> _Instructions for the task_:
Reproduce the records. Keep every word exact and include no images.

Dataset records about object locations:
============================================================

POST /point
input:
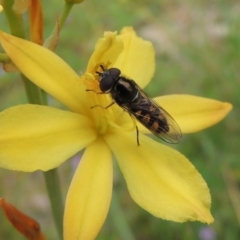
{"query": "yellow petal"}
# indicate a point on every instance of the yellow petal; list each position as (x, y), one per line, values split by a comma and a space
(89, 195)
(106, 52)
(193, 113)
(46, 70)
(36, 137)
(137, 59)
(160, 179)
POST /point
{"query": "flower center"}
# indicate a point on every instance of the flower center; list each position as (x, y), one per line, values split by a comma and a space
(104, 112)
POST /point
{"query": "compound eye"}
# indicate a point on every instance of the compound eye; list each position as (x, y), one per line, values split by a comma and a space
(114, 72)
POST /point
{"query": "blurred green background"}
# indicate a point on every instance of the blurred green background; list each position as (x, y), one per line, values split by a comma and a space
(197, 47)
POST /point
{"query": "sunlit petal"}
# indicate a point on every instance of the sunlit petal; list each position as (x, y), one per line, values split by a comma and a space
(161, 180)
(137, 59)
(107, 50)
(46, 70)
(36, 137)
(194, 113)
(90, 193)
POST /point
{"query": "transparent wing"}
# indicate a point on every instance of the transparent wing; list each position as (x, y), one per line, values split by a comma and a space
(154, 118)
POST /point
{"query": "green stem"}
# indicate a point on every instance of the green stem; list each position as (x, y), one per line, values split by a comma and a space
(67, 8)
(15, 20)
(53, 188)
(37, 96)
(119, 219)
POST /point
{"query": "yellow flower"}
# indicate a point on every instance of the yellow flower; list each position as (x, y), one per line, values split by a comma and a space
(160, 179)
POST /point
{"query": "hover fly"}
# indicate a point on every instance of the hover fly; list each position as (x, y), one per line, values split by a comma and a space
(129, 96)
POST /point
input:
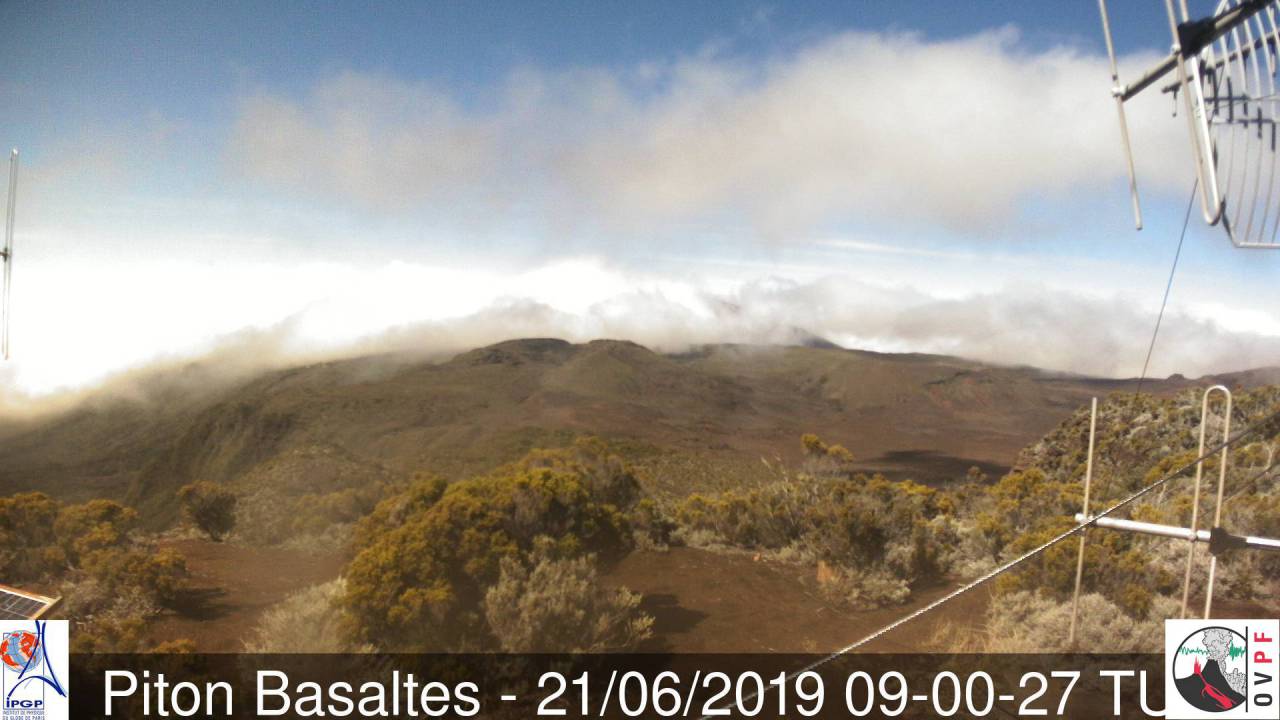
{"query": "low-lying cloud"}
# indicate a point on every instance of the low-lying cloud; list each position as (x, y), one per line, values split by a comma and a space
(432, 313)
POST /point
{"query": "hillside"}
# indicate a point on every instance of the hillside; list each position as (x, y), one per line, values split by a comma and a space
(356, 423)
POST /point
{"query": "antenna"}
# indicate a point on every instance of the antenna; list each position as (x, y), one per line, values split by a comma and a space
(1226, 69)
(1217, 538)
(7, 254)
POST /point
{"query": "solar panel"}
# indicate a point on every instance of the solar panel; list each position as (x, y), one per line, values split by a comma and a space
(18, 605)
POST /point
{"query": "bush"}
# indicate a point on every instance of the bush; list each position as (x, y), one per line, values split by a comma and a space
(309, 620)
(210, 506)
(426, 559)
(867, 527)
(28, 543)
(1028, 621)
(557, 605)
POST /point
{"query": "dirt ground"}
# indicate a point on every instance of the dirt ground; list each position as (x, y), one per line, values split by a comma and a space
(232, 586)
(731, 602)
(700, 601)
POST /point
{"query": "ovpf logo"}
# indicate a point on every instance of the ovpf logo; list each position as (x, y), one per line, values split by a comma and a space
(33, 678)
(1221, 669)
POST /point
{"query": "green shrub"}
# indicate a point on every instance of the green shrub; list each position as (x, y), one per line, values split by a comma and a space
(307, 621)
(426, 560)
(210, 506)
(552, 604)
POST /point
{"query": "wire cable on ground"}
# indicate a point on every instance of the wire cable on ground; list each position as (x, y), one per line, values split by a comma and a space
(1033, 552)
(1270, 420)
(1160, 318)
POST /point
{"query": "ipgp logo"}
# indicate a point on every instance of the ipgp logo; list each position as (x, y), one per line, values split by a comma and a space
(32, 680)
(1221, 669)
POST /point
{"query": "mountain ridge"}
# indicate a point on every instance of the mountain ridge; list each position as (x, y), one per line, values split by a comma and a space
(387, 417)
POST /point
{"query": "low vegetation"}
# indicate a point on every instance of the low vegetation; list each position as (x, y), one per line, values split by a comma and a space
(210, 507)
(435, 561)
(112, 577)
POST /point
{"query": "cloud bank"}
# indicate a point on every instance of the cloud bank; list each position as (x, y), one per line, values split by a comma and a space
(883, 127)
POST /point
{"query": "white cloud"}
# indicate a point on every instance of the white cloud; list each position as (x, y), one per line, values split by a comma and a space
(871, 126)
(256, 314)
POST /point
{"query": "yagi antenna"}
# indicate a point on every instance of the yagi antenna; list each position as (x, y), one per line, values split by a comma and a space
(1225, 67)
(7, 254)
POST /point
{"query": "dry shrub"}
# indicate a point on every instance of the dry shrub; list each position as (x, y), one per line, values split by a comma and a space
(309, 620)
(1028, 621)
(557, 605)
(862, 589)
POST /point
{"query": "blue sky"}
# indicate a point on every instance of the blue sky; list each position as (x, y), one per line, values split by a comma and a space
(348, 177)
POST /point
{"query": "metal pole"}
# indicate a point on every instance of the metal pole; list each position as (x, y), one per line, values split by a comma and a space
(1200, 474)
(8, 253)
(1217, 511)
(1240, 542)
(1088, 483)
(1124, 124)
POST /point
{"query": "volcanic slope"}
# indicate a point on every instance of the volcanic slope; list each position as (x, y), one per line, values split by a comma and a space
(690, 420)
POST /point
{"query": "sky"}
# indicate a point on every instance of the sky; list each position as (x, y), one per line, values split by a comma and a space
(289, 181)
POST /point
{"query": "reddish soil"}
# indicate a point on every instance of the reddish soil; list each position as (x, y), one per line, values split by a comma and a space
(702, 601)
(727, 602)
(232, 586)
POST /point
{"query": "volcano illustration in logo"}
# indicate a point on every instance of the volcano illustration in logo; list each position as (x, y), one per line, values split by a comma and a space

============================================================

> _Written solution_:
POST /point
input:
{"query": "yellow petal"}
# indicate a point on every instance of the yellow petal; list each position as (x, y), one per line, values split by a comma and a space
(89, 195)
(106, 52)
(193, 113)
(46, 70)
(36, 137)
(137, 59)
(160, 179)
POST /point
{"query": "flower center"}
# indicate a point on every instance of the flower center; list each position as (x, y), one per line, values split by a comma and a space
(104, 112)
POST /point
{"query": "compound eye"}
# indicate a point on every instance of the compound eye; list each position as (x, y), one per line, values split by a comma and a space
(114, 72)
POST /point
{"query": "blurred green background"}
# indicate a point on every instance of the blurred green background; list each position as (x, y), one per line, values split by a comma and a space
(197, 47)
POST /point
{"query": "sunlit petal"}
# indicate a point on every instance of the sunlit petal; list each position as (x, y), one per line, values split by a comma and a space
(161, 180)
(137, 59)
(107, 50)
(46, 70)
(36, 137)
(194, 113)
(90, 193)
POST /point
{"query": "transparent wing"}
# indicate a point on every instance of the transparent wing; list each position as (x, y), one per line, values split by a comma and a space
(154, 118)
POST /point
{"query": "green stem"}
# indicate a point on every instance of the green stem; list each position as (x, y), one per line, values split by a comma and a space
(67, 8)
(15, 20)
(53, 188)
(37, 96)
(119, 219)
POST /point
{"query": "yellow flower"}
# indicate a point on every instance of the yellow flower; list each position as (x, y), one per line, values split by a comma and a space
(160, 179)
POST /point
{"query": "hover fly"}
# indicate a point on every instance of the hover fly; list each position as (x, y), one per line, values split by a comma and a space
(129, 96)
POST /point
input:
{"query": "low-lying cloud"}
# indicate a point on every instance of the low-lying cloud; list each position as (x, y), one per line, values split by a comma and a space
(432, 313)
POST /point
{"query": "hillside"}
# indicate a point on every instance of the hillside; list each position as (x, y), one per line, values split by a comma and a space
(356, 423)
POST /point
{"query": "antenna"}
# indicate a point on every instance of the antenna; list each position as (x, y), one per line, values split by a comma and a space
(1226, 69)
(1217, 538)
(7, 254)
POST /point
{"query": "solar panel"}
# indicate a point on every instance of the solar panel; list each position as (x, y), one per line, values split by a comma and a space
(18, 605)
POST /point
{"query": "bush"}
# indicate a point on every instance of the bush; list each position as (x, y), one per line, values split by a comma and a space
(309, 620)
(210, 506)
(426, 559)
(867, 527)
(28, 543)
(1028, 621)
(557, 605)
POST /point
{"query": "dirt ground"}
# indicate a point on every instance of the dirt ground; list each position as (x, y), one per line, values split by a comma and a space
(232, 586)
(731, 602)
(700, 601)
POST /point
{"query": "ovpf logo"}
# indicate a point on every instance of the ovpf logo; list each position as (x, y), one per line, values split by a comma and a space
(33, 678)
(1221, 669)
POST /point
{"query": "green shrub"}
# indicate a point on every instance of the green shrub; list each position as (x, y), one per line, values split by a comma and a space
(307, 621)
(426, 560)
(210, 506)
(552, 604)
POST /point
{"query": "wire cable on ground"}
# indicate a point on every instance of the wire cable on ground; list each position as (x, y), one per line, values split by a comma and a space
(1033, 552)
(1270, 420)
(1160, 318)
POST /point
{"query": "ipgp logo"}
# indicate a point on every instance of the ipgp logo; list each position as (x, y), one per line, values split by a comma and a space
(32, 680)
(1221, 669)
POST /point
{"query": "mountain ridge"}
# indicate a point on every instance of the mountain ridge; list each position as (x, y), one per line, values split by a comma and a space
(387, 417)
POST /point
{"query": "low vegetation"}
# indicate a point on every instance of the low vegetation; list each position as (x, y), one per line, values split by a comma and a space
(210, 507)
(435, 561)
(112, 577)
POST /point
{"query": "cloud bank"}
# indicate a point on every instance of the cloud bank; list each position as (x, y), one per line, values split by a comma and a space
(883, 127)
POST /point
{"query": "white cloud"}
# indicate a point on every instance of the white cloud; list each position as (x, y), one per line, values split by a comma and a space
(871, 126)
(256, 314)
POST /point
{"query": "yagi antenna"}
# indicate a point on every instance of the yagi antenna; list each position as (x, y), one per line, values split by a comma and a space
(1225, 67)
(7, 254)
POST /point
{"query": "dry shrub"}
# indicate a point on every instance of the dry shrub; list each position as (x, y), one per line, values split by a comma and a space
(309, 620)
(1028, 621)
(557, 605)
(862, 589)
POST /point
{"query": "blue sky"}
# indicate a point on every instance of the blue sky; list each position as (x, y), one per line, values split by a comma and a space
(348, 177)
POST /point
{"query": "metal pole"}
# indicate a point on every instance of the metal pole; list each position as (x, y), one per line, values split by a comma and a space
(1200, 474)
(8, 253)
(1217, 511)
(1240, 542)
(1088, 483)
(1124, 124)
POST /point
{"query": "volcanic slope"}
# indicate a point on every instance of the volcanic slope; list each position as (x, y), one per line, values split by a comma and a space
(690, 420)
POST /point
{"query": "sky"}
# indicate a point on every instance of the sky; list each position as (x, y), one per line, values split by a comma and a space
(289, 181)
POST /point
{"query": "reddish soil"}
# indicate a point on every instance of the reddish soil; list each position as (x, y), one per line, values split by a comma and a space
(702, 601)
(727, 602)
(232, 586)
POST /point
{"query": "volcano illustration in logo"}
# indicate a point on every instance of the volcano illustration in logo; list each position as (x, y), one per line, values split by a comma and a space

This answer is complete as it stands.